## To be done
Answer these questions using the court opinion.
1. Which court decided the appeal?
2. What was the par value of each share of Farmers' common stock?
3. In what month and year did the IRS notify Farmers that it was revoking the exemption?

## Document segment
Farmers Co-op. Co. v. C.I.R.

Citation822 F.2d 774
Decision Date01 July 1987
Docket NumberNo. 86-1831,86-1831
Parties-5249, 87-2 USTC P 9404 FARMERS COOPERATIVE COMPANY (Successor-in-Name to Farmers Co-op Oil Company), Appellant, v. COMMISSIONER OF INTERNAL REVENUE, Appellee.
CourtUnited States Courts of Appeals. United States Court of Appeals (8th Circuit)

Robert C. Guenzel, Lincoln, Neb., for appellant.

Kenneth Greene, Dept. of Justice, Washington, D.C., for appellee.

Before HEANEY and McMILLIAN, Circuit Judges, and WOODS, * District Judge.

HEANEY, Circuit Judge.

Farmers Cooperative Company (Farmers) appeals a decision of the tax court, 85 T.C. 601, that it did not qualify as an exempt cooperative association under Section 521 of the Internal Revenue Code, 26 U.S.C. Sec. 521 (hereinafter section 521), during the 1977 and 1978 tax years because substantially all of its capital stock was not owned by producers who market their products or purchase their supplies through Farmers. We affirm in part, reverse in part, and remand to the tax court.

Farmers is a cooperative incorporated under the laws of the State of Nebraska with its principal office in Platte Center, Nebraska. It is an association organized and operated as a cooperative to market the products of its farmer members and others and to sell supplies to members and others. During the tax years relevant to this case, Farmers' authorized capital stock consisted of 40,000 shares of $12.50 par value common stock. Each shareholder of the common stock was entitled to only one vote regardless of the number of shares owned. In addition to the capital stock, Farmers carried certificates of participation and equity credits on its books. Neither the certificates nor the credits entitled the holder to vote or otherwise participate in the management of Farmers.

Beginning in 1956, the Internal Revenue Service (IRS) recognized Farmers as an exempt cooperative under section 521. In March 1982, however, the IRS notified Farmers of its determination to revoke its exemption for all tax years beginning on or after October 1, 1976. The IRS stated that it did so because it believed Farmers had not adequately limited the ownership of "substantially all" of its capital stock to producers who patronized the cooperative during the tax year as required by section 521(b)(2). On July 2, 1982, Farmers filed a petition for redetermination with the Tax Court. The Tax Court held that, on the basis of the facts stipulated, Farmers did not qualify as a tax-exempt farmers' cooperative

during the tax years at issue. Farmers appeals.

## Information provided
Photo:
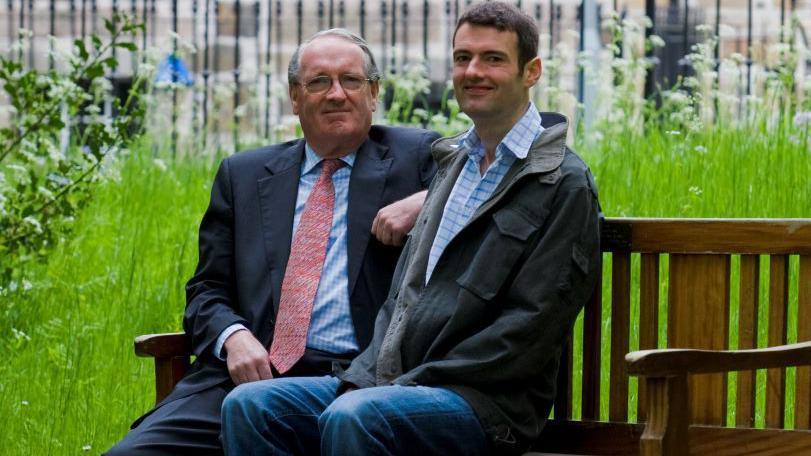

## Exercise result
1. The United States Court of Appeals for the 8th Circuit.
2. $12.50.
3. March 1982.